== EXERCISE GOAL ==
Here are some records. Transcribe all of them exactly.
### EXTRACTED INFORMATION
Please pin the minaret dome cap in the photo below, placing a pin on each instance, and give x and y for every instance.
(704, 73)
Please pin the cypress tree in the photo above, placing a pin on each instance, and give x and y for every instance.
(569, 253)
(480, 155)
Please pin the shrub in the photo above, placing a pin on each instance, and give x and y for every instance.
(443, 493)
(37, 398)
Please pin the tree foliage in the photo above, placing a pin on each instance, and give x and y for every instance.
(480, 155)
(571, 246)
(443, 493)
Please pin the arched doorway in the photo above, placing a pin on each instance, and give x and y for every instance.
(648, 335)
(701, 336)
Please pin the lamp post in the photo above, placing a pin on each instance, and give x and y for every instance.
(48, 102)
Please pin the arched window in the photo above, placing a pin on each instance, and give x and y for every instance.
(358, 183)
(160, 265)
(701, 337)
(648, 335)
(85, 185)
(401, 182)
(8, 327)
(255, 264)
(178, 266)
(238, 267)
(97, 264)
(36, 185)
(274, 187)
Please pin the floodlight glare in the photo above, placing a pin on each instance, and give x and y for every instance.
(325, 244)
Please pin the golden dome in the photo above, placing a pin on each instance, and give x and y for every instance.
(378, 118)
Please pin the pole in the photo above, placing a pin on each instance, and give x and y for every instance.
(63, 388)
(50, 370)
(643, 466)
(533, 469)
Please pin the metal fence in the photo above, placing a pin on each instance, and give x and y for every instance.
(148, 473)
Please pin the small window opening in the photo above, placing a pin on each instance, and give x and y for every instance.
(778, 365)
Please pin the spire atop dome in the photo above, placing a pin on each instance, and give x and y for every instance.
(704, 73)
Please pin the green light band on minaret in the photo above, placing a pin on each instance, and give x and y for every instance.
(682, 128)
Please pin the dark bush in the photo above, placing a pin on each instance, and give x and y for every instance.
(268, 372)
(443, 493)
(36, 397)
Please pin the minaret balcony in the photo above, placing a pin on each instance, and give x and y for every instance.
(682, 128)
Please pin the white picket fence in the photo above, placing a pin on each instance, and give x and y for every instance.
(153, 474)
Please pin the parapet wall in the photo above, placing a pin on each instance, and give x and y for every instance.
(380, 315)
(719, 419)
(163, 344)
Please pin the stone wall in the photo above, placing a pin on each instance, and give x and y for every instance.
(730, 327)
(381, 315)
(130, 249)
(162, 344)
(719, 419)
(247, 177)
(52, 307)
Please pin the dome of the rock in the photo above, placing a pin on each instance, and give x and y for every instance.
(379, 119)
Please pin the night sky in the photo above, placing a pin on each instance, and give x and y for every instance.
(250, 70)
######
== WRITTEN REPLY ==
Please pin the minaret dome cap in the photo below, placing a pin on each instance, and give x and y for every instance.
(704, 73)
Please pin the cypress tree in the photo above, placing a pin on each instance, and give x and y for every instance.
(569, 253)
(480, 155)
Please pin the shrub in the photo above, placing a pin on each instance, and give x and y for every instance.
(443, 493)
(37, 398)
Please pin the tree foliage in the photo above, placing a pin on each instance, and give x and y for every instance.
(480, 155)
(571, 246)
(443, 493)
Please pin the arched doorway in the photo above, placing a pin on each instance, and give x and y for every instance.
(648, 335)
(701, 336)
Please pin the lamp post in the photo above, placing a pin on each instance, and give x and y for every instance.
(48, 102)
Please pin the arched window in the photo above, placing a pin on each instance, and give x and y for every instance.
(358, 183)
(160, 265)
(701, 337)
(648, 335)
(85, 185)
(401, 182)
(8, 327)
(255, 264)
(178, 266)
(238, 267)
(97, 264)
(36, 185)
(274, 187)
Please pin the floodlight glare in the photo above, placing a pin on each instance, and give x and y for every instance.
(325, 244)
Please pin the golden dome in the photo above, placing a pin on each instance, and give x and y for every instance.
(378, 118)
Please pin the pole in the photo above, placing a pin on each instance, and give x and y for every instance.
(63, 388)
(50, 370)
(643, 466)
(533, 469)
Please pin the metal fence in the photo above, placing a pin on each instance, and give x and y for every instance.
(148, 473)
Please pin the small window opening in the photo above, placing a pin on each instance, and give x and y for every instance.
(778, 365)
Please pin the spire atop dome in the photo above, placing a pin on each instance, and give x and y for every instance.
(704, 73)
Please pin the green light band on minaret in the photo above, placing a pin on each instance, and give x and y for every instance.
(682, 128)
Please pin the dark bush in the photo above, placing a pin on each instance, and give x and y for every instance.
(268, 372)
(443, 493)
(36, 397)
Please pin the minaret balcony in the photo above, placing a pin on each instance, and give x and y for every instance.
(682, 128)
Please pin the white picket fence in the photo above, placing a pin on each instance, and give x and y for every instance.
(153, 474)
Please pin the parapet wall in the photo above, placing a pin on each instance, and give x and y for every instance.
(380, 315)
(719, 419)
(163, 344)
Please pin the stone wall in the photo above, placing a pin on each instance, and give x and y for every instance.
(730, 327)
(381, 315)
(130, 249)
(162, 344)
(719, 419)
(247, 177)
(52, 307)
Please pin the dome of the rock in the photo above, placing a pin on each instance, and give x and y for every instance.
(379, 119)
Please pin the night sky in the photo above, placing a pin on each instance, and give x and y for every instance.
(250, 70)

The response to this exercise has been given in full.